**Aim:**
Omit images. Retype all entries verbatim.

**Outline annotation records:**
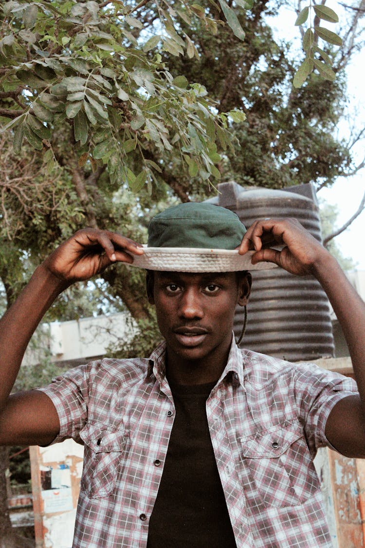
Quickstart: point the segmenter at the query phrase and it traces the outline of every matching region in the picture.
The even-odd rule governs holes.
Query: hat
[[[158,213],[148,226],[144,253],[132,266],[150,270],[234,272],[276,265],[251,264],[254,253],[239,255],[246,228],[233,212],[219,206],[189,202]]]

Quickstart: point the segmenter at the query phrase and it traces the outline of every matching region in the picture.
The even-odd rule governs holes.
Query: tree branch
[[[328,242],[331,241],[331,240],[333,239],[333,238],[335,238],[335,237],[338,236],[339,234],[341,234],[341,232],[343,232],[345,230],[346,230],[346,229],[348,228],[349,226],[350,226],[351,224],[355,220],[355,219],[356,219],[357,217],[358,217],[360,213],[361,213],[364,210],[364,207],[365,207],[365,192],[364,193],[364,195],[363,196],[361,199],[361,201],[360,202],[360,204],[358,208],[357,208],[357,211],[352,216],[350,217],[349,220],[346,222],[345,222],[345,224],[343,225],[340,228],[338,229],[337,230],[334,231],[334,232],[333,232],[331,234],[329,234],[328,236],[327,236],[325,238],[325,239],[323,240],[323,246],[326,247],[326,246],[327,246],[327,244],[328,243]]]

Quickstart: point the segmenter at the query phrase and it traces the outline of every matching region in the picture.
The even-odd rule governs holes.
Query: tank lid
[[[303,187],[306,185],[298,185],[297,192],[295,187],[291,187],[290,190],[278,190],[274,189],[263,189],[259,186],[243,187],[237,185],[234,181],[222,182],[218,185],[219,205],[229,209],[237,210],[243,200],[255,199],[259,198],[272,199],[278,199],[292,200],[293,194],[297,194],[298,199],[305,202],[313,202],[313,199],[308,196],[303,195]],[[299,197],[300,196],[300,198]]]

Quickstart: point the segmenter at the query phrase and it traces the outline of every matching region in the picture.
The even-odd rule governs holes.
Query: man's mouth
[[[200,344],[208,334],[202,327],[177,327],[174,329],[176,338],[184,346],[196,346]]]

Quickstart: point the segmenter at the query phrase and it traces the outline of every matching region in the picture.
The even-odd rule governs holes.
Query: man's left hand
[[[281,250],[268,246],[284,246]],[[274,262],[292,274],[315,273],[316,267],[328,252],[295,219],[265,219],[255,221],[244,236],[240,255],[250,249],[252,264],[262,261]]]

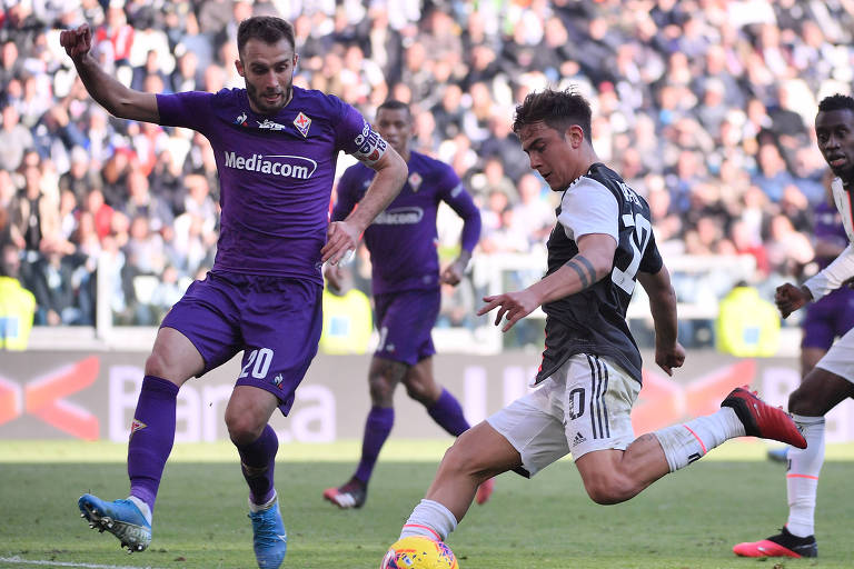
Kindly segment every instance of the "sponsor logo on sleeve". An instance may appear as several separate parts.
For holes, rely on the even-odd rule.
[[[294,126],[297,127],[297,130],[302,134],[302,138],[306,138],[308,137],[308,129],[311,128],[311,119],[300,111],[299,114],[297,114],[297,118],[294,119]]]
[[[367,166],[373,166],[383,158],[388,148],[388,142],[375,132],[367,121],[363,123],[361,133],[354,139],[354,142],[358,148],[352,152],[352,156]]]
[[[414,226],[424,218],[421,208],[387,209],[374,220],[375,226]]]

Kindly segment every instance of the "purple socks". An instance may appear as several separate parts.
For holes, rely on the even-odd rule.
[[[377,463],[379,450],[385,445],[391,427],[395,425],[393,407],[371,407],[365,421],[365,437],[361,439],[361,460],[354,478],[367,483]]]
[[[160,477],[175,441],[175,406],[178,386],[146,376],[133,412],[128,443],[130,495],[155,510]]]
[[[470,427],[463,416],[463,408],[459,407],[459,401],[447,389],[441,390],[439,400],[427,409],[427,412],[439,427],[455,437],[459,437]]]
[[[264,506],[272,500],[276,487],[272,473],[276,468],[276,452],[279,438],[272,427],[267,425],[261,436],[249,445],[237,445],[240,455],[240,470],[249,485],[249,498],[256,506]]]

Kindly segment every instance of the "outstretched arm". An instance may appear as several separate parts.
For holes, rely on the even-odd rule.
[[[617,242],[609,234],[586,234],[578,239],[578,254],[566,264],[518,292],[484,297],[487,305],[477,311],[477,316],[500,307],[495,317],[495,326],[506,317],[507,322],[502,328],[506,332],[538,306],[580,292],[610,274],[616,248]]]
[[[324,262],[330,261],[336,264],[347,254],[347,251],[356,250],[359,236],[400,193],[409,172],[404,159],[391,147],[388,147],[371,168],[377,171],[377,174],[370,182],[365,197],[359,201],[359,207],[352,210],[344,221],[329,223],[327,241],[320,250]]]
[[[671,273],[667,267],[655,274],[638,272],[637,280],[649,297],[649,311],[655,326],[655,362],[668,376],[673,368],[679,368],[685,362],[685,349],[676,339],[676,293],[671,284]]]
[[[73,30],[63,30],[59,43],[75,63],[80,80],[89,94],[111,114],[131,120],[159,122],[157,97],[128,89],[108,74],[92,57],[92,31],[85,23]]]

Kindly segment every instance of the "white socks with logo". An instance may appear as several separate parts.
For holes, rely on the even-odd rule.
[[[793,415],[792,418],[806,439],[806,448],[788,448],[786,529],[793,536],[805,538],[815,533],[815,495],[824,465],[824,417]]]
[[[424,499],[406,520],[404,529],[400,530],[400,537],[423,536],[445,541],[445,538],[455,529],[457,529],[457,518],[449,509],[439,502]]]
[[[744,425],[729,407],[682,425],[655,431],[671,472],[685,468],[706,452],[735,437],[744,437]]]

**Full response:**
Quickstart: point the segmenter at the query phrase and it traces the outline of every matching region in the picture.
The even-odd rule governs holes.
Query: hat
[[[158,213],[148,226],[144,253],[132,266],[150,270],[234,272],[276,265],[251,264],[254,253],[239,255],[246,228],[233,212],[219,206],[189,202]]]

Quickstart: point the segmenter at the query phrase and it traces the outline of every matching region in the picture.
The even-odd rule governs holes.
Query: tree branch
[[[328,242],[331,241],[331,240],[333,239],[333,238],[335,238],[335,237],[338,236],[339,234],[341,234],[341,232],[343,232],[345,230],[346,230],[346,229],[348,228],[349,226],[350,226],[351,224],[355,220],[355,219],[356,219],[357,217],[358,217],[360,213],[361,213],[364,210],[364,207],[365,207],[365,192],[364,193],[364,195],[363,196],[361,199],[361,201],[360,202],[360,204],[358,208],[357,208],[357,211],[352,216],[350,217],[349,220],[346,222],[345,222],[345,224],[343,225],[340,228],[338,229],[337,230],[334,231],[334,232],[333,232],[331,234],[329,234],[328,236],[327,236],[325,238],[325,239],[323,240],[323,246],[326,247],[326,246],[327,246],[327,244],[328,243]]]

Quickstart: point the segmenter at the query phrase and it traces the outline of every matching region in the picture.
The even-odd rule governs holes.
Query: tank lid
[[[303,187],[306,185],[298,185],[297,192],[295,187],[291,187],[290,190],[278,190],[274,189],[263,189],[259,186],[243,187],[237,185],[234,181],[222,182],[218,185],[219,205],[229,209],[237,210],[243,200],[255,199],[259,198],[272,199],[278,199],[292,200],[293,194],[297,194],[298,199],[305,202],[313,202],[313,199],[308,196],[303,195]],[[299,197],[300,196],[300,198]]]

Quickstart: point the segmenter at the query phrase and it traces the outline of every matching region in the picture.
The even-odd rule governs holes.
Query: man's mouth
[[[200,344],[208,334],[202,327],[177,327],[174,329],[176,338],[184,346],[196,346]]]

Quickstart: point the segmenter at the query phrase and it traces the outline of every matching region in the picture.
The even-odd rule governs holes.
Query: man's left hand
[[[281,250],[268,246],[284,246]],[[274,262],[292,274],[315,273],[316,267],[328,252],[295,219],[265,219],[255,221],[244,236],[240,255],[250,249],[252,264],[262,261]]]

Kindly segment every instance of the "sponsor logo on sleeve". An instance may appear as several separate parts.
For holes, rely on the even-odd rule.
[[[294,126],[297,127],[297,130],[302,134],[302,138],[306,138],[308,137],[308,129],[311,128],[311,119],[300,111],[299,114],[297,114],[297,118],[294,119]]]
[[[367,166],[373,166],[383,158],[388,148],[388,142],[375,132],[367,121],[363,123],[361,133],[354,139],[354,142],[358,148],[352,152],[352,156]]]
[[[414,226],[424,218],[421,208],[387,209],[374,220],[375,226]]]

Kindly segment every instance of the "purple socks". An instance may appear as several separate parts.
For holes, rely on the even-odd rule.
[[[377,463],[379,450],[385,445],[391,427],[395,425],[393,407],[371,407],[365,421],[365,437],[361,439],[361,460],[354,478],[367,483]]]
[[[160,477],[175,441],[175,406],[178,386],[146,376],[133,412],[128,443],[130,495],[155,510]]]
[[[470,427],[463,416],[463,408],[459,407],[459,401],[447,389],[441,390],[439,400],[427,409],[427,412],[439,427],[455,437],[459,437]]]
[[[264,506],[272,500],[276,487],[272,473],[276,468],[276,452],[279,438],[272,427],[267,425],[261,436],[249,445],[237,445],[240,455],[240,470],[249,485],[249,498],[256,506]]]

Kindly segment every instance of the "outstretched arm". An instance may appear as several separate parts.
For holes, rely on the even-odd rule.
[[[617,242],[609,234],[586,234],[578,239],[578,254],[566,264],[518,292],[484,297],[487,305],[477,311],[477,316],[500,307],[495,317],[495,326],[506,317],[507,322],[502,328],[506,332],[538,306],[580,292],[610,274],[616,248]]]
[[[324,262],[330,261],[336,264],[347,254],[347,251],[356,250],[359,236],[400,193],[409,172],[404,159],[391,147],[388,147],[371,168],[377,171],[377,174],[370,182],[365,197],[359,201],[359,207],[352,210],[344,221],[329,223],[327,241],[320,250]]]
[[[671,273],[667,267],[655,274],[638,272],[637,280],[649,297],[649,311],[655,326],[655,362],[668,376],[673,368],[679,368],[685,362],[685,349],[676,339],[676,293],[671,284]]]
[[[73,30],[63,30],[59,43],[75,63],[80,80],[89,94],[111,114],[131,120],[159,122],[157,97],[128,89],[108,74],[92,57],[92,31],[85,23]]]

Kindly segment every instance of the "white socks with logo". An instance may appear as several separate parts.
For holes, rely on the even-odd rule.
[[[793,415],[792,418],[806,439],[806,448],[788,448],[786,529],[793,536],[805,538],[815,533],[815,495],[824,465],[824,417]]]
[[[424,499],[406,520],[404,529],[400,530],[400,537],[423,536],[445,541],[445,538],[455,529],[457,529],[457,518],[449,509],[439,502]]]
[[[744,425],[729,407],[682,425],[655,431],[671,472],[685,468],[706,452],[735,437],[744,437]]]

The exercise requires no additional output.